Page text:

On Christmas Eve, 2009, the U.S. Department of Agriculture announced some 248,000 pounds of tenderized beef were being recalled and was eventually linked to 21 E. coli O157:H7 infections in 16 states.
Needle or blade tenderized beef is typically used on tougher cuts of beef or pork to break down muscle fibers or to inject marinade into meat. About 50 million pounds of needle- or blade-tenderized meat is produced in the U.S. each month, according to a federal study, but it’s not required to be labeled.
All hamburger should be cooked to a thermometer-verified 160F because it’s all ground up – the outside, which can be laden with poop, is on the inside. With steaks, the thought has been that searing on the outside will take care of any poop bugs like E. coli and the inside is clean. But what if needles pushed the E. coli on the outside of the steak to the inside?
Luchansky et al. wrote in the July 2009 Journal of Food Protection that based on inoculation studies, cooking on a commercial gas grill is effective at eliminating relatively low levels of the pathogen that may be distributed throughout a blade-tenderized steak. But others recommend such meat be labeled because it may require a higher cooking temperature.
Today, members of the Safe Food Coalition wrote today to U.S. Department of Agriculture Secretary Tom Vilsack urging him to immediately approve a proposal to label mechanically tenderized beef products. The proposal must be approved by the Secretary before it is sent to the Office of Management and Budget for review.
Without labeling to identify these products as mechanically tenderized and non-intact products, and information on how to properly cook these products, consumers may be unknowingly at risk for foodborne illness. Labeling of mechanically tenderized products would allow consumers to identify these products in the supermarket.
Based on estimates from the Food Safety and Inspection Service’s 2007 Beef Checklist, approximately 18% of all beef steaks and roasts sold in the U.S. are mechanically tenderized. This means that approximately 50 tons of mechanically tenderized products are produced each month.
USDA has known about this potential threat for many years. As early as 1999, USDA/FSIS publicly stated that mechanically tenderized meat products were considered non-intact products because the product had been pierced and surface pathogens could have been translocated to the interior of the product.
USDA/FSIS further stated, “As a result, customary cooking of these products may not be adequate to kill the pathogens.” At that time, USDA/FSIS said that they would not require a label for these products but strongly encouraged industry to label all non-intact, mechanically tenderized meat products with safe food handling guidance. To date, industry labeling of these products is rare.
In June 2010, the Conference for Food Protection petitioned FSIS to put forward regulations that would require mechanically tenderized products to be labeled.

Questions:
A) In the text on tenderized beef, how much beef did the U.S. Department of Agriculture announce was being recalled on Christmas Eve, 2009?
B) Reproduce the tenderized beef text word for word, starting with "USDA has known" and going on through "products is rare.".

Data listing:
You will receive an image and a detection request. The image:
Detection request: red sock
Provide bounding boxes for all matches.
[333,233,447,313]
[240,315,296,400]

==

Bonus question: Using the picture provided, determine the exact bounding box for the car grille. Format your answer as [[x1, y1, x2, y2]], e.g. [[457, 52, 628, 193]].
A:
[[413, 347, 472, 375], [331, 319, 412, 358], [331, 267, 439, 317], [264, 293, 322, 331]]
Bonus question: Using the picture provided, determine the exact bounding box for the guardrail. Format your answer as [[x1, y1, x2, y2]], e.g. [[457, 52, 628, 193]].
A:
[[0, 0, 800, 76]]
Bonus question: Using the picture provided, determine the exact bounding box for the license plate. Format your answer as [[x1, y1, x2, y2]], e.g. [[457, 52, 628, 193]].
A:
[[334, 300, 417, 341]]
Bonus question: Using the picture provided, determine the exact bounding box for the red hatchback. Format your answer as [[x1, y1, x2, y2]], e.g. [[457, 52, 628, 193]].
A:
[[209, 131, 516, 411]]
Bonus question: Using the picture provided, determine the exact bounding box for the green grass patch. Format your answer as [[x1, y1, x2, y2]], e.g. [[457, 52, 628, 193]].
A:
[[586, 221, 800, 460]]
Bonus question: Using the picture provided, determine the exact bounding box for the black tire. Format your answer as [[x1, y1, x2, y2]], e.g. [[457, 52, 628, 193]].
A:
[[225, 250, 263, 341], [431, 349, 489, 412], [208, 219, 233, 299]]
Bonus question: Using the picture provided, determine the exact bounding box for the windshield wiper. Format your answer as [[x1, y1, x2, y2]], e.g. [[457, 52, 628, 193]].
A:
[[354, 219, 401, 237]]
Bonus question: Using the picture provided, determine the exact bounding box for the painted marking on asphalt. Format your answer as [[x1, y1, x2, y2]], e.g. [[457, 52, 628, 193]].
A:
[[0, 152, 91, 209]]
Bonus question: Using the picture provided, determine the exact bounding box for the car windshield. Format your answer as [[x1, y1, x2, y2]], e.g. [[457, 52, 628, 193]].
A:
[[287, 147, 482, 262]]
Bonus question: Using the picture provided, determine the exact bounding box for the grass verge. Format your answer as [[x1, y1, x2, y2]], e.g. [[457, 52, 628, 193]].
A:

* * *

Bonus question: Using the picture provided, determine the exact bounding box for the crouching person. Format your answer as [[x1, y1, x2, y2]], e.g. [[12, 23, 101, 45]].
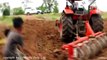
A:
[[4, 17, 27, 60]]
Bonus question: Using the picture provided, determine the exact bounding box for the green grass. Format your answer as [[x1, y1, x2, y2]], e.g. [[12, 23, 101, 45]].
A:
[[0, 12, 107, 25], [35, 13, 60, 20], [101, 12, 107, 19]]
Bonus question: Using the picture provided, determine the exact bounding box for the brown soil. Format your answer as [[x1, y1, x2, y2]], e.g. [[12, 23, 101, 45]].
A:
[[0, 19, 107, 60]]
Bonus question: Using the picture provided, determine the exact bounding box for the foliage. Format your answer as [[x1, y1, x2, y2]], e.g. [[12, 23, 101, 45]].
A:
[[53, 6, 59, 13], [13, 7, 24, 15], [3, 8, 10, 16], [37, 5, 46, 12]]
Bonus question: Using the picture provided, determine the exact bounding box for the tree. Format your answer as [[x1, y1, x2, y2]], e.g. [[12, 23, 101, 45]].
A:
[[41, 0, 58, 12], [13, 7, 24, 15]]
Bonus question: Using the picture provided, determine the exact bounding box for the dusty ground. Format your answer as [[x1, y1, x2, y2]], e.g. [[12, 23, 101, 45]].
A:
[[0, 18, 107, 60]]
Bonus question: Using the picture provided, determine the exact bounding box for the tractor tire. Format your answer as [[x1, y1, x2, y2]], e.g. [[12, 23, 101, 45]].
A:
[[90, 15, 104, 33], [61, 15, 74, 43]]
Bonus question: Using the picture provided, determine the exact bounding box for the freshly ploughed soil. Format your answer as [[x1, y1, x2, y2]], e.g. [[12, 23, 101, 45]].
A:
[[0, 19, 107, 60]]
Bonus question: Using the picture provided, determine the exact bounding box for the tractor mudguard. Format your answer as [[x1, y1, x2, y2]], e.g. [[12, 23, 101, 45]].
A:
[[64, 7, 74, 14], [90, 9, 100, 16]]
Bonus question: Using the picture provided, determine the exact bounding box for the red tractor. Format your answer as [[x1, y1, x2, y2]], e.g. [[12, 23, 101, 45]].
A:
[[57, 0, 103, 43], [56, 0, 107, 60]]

Answers:
A) Some 248,000 pounds of tenderized beef.

B)
USDA has known about this potential threat for many years. As early as 1999, USDA/FSIS publicly stated that mechanically tenderized meat products were considered non-intact products because the product had been pierced and surface pathogens could have been translocated to the interior of the product.
USDA/FSIS further stated, “As a result, customary cooking of these products may not be adequate to kill the pathogens.” At that time, USDA/FSIS said that they would not require a label for these products but strongly encouraged industry to label all non-intact, mechanically tenderized meat products with safe food handling guidance. To date, industry labeling of these products is rare.